Data supplied:
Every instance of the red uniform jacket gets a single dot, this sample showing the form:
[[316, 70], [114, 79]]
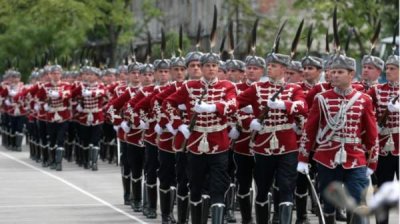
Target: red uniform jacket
[[209, 128], [355, 119]]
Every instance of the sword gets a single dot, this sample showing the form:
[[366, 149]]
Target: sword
[[315, 195]]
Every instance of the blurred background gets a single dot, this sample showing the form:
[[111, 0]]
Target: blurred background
[[106, 31]]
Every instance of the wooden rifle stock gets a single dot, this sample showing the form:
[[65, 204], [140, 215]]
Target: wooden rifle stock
[[192, 121], [264, 113]]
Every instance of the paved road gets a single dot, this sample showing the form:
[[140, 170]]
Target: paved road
[[32, 194]]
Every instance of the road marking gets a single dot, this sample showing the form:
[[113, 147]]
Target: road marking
[[75, 187], [51, 205]]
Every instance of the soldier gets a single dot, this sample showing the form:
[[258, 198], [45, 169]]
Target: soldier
[[57, 95], [15, 109], [208, 142], [312, 67], [336, 121], [386, 100], [275, 146], [244, 159], [91, 93], [294, 73]]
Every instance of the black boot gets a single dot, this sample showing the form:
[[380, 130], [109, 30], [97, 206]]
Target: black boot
[[330, 218], [165, 204], [285, 213], [52, 162], [301, 209], [173, 201], [196, 212], [341, 215], [262, 214], [95, 157], [275, 195], [217, 213], [205, 210], [45, 155], [152, 201], [136, 200], [245, 208], [58, 158], [182, 204], [230, 204], [126, 185]]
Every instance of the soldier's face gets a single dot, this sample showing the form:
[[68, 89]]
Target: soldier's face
[[275, 71], [146, 78], [370, 72], [311, 73], [178, 73], [341, 78], [293, 76], [210, 70], [392, 73], [163, 75], [194, 70], [133, 77], [254, 73]]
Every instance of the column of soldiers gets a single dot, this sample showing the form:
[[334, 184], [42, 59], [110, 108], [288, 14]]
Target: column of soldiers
[[180, 121]]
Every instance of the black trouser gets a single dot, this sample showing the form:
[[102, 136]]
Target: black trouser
[[151, 163], [125, 164], [388, 167], [57, 133], [91, 135], [182, 173], [244, 172], [17, 124], [135, 159], [211, 166], [280, 167], [43, 132], [108, 132], [166, 172]]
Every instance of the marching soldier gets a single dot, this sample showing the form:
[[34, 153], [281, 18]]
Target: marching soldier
[[91, 94], [275, 146], [56, 94], [211, 100], [243, 158], [386, 100], [336, 121]]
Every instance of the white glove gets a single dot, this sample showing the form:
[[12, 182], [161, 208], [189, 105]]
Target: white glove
[[13, 93], [86, 93], [79, 108], [234, 133], [182, 107], [303, 168], [54, 95], [158, 129], [388, 193], [184, 128], [7, 102], [247, 109], [255, 125], [125, 126], [143, 125], [205, 108], [369, 172], [36, 107], [393, 107], [277, 104], [171, 129]]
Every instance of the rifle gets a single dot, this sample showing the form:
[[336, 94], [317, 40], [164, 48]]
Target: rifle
[[193, 118]]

Task statement: Extract every item above verbatim, line by line, and omit the pictures from your answer.

Exercise solution:
Every instance of the red uniform jacket gets a single dot, this sample showing the form:
[[316, 70], [114, 79]]
Target: red uniform jacket
[[209, 128], [355, 119]]
Every instance of the sword gets a single dot, this sample showing the form:
[[366, 149]]
Target: sword
[[315, 195]]
Every instance of the blurred background gets a single dot, this sample showing the form:
[[111, 0]]
Target: blurred background
[[106, 31]]
Every instance of the wooden rifle stock gets a single dot, this sample showing the form:
[[65, 204], [140, 215]]
Target: wooden rifle stock
[[192, 121], [264, 113]]
Every instance of the paved road gets a single dot, this sample showing the form:
[[140, 170]]
Target: paved road
[[32, 194]]
Every instance of the road marking gets a single dot, this sample showing the form:
[[113, 147]]
Target: road marking
[[75, 187], [51, 205]]
Every instance of the soldier gets a single dot, this sample showing the form:
[[258, 198], [45, 169]]
Target: soldier
[[57, 95], [15, 109], [208, 142], [312, 67], [336, 121], [386, 100], [275, 146], [244, 159], [91, 93], [294, 73]]
Every instance of the black boot gets a single dot, this sample showing the form:
[[380, 130], [109, 30], [97, 206]]
Target: black boot
[[330, 218], [165, 204], [285, 213], [52, 162], [301, 209], [173, 201], [196, 212], [341, 215], [262, 214], [95, 157], [275, 195], [217, 213], [205, 210], [45, 155], [152, 201], [136, 200], [245, 208], [58, 158], [182, 204], [230, 204], [126, 185]]
Every instance of the soldier's face gets a single dot, this sample showing the form:
[[68, 89]]
Target: soldier's face
[[275, 71], [146, 78], [370, 72], [311, 73], [178, 73], [341, 78], [293, 76], [210, 70], [392, 73], [163, 75], [194, 70], [133, 77], [254, 73]]
Every instance of the column of soldiers gets a single dot, this sample showing the form:
[[334, 184], [42, 59], [110, 108], [288, 14]]
Target: column of soldiers
[[180, 121]]
Every instance of the black trouser gets a single dot, this sample showing the form:
[[102, 136]]
Target: black trouser
[[151, 163], [125, 164], [388, 167], [57, 133], [91, 135], [182, 173], [244, 172], [17, 124], [135, 159], [211, 166], [280, 167], [43, 132], [108, 132], [166, 172]]
Every instance of the marching soldier gets a single dot, this sample showing the form:
[[34, 153], [281, 18]]
Target: marching soldier
[[91, 94], [275, 146], [56, 94], [211, 100], [243, 158], [386, 100], [336, 121]]
Every instance of the white glove gets a single dot, this sample showing the form:
[[12, 182], [161, 208], [189, 105]]
Target: white glove
[[13, 93], [86, 93], [79, 108], [234, 133], [182, 107], [303, 168], [54, 95], [158, 129], [388, 193], [184, 128], [7, 102], [247, 109], [255, 125], [125, 126], [143, 125], [205, 108], [369, 172], [36, 107], [393, 107], [277, 104], [171, 129]]
Every instance of the rifle gets a single dot, this sample showing the form:
[[336, 94], [317, 40], [164, 48]]
Target: rifle
[[193, 118]]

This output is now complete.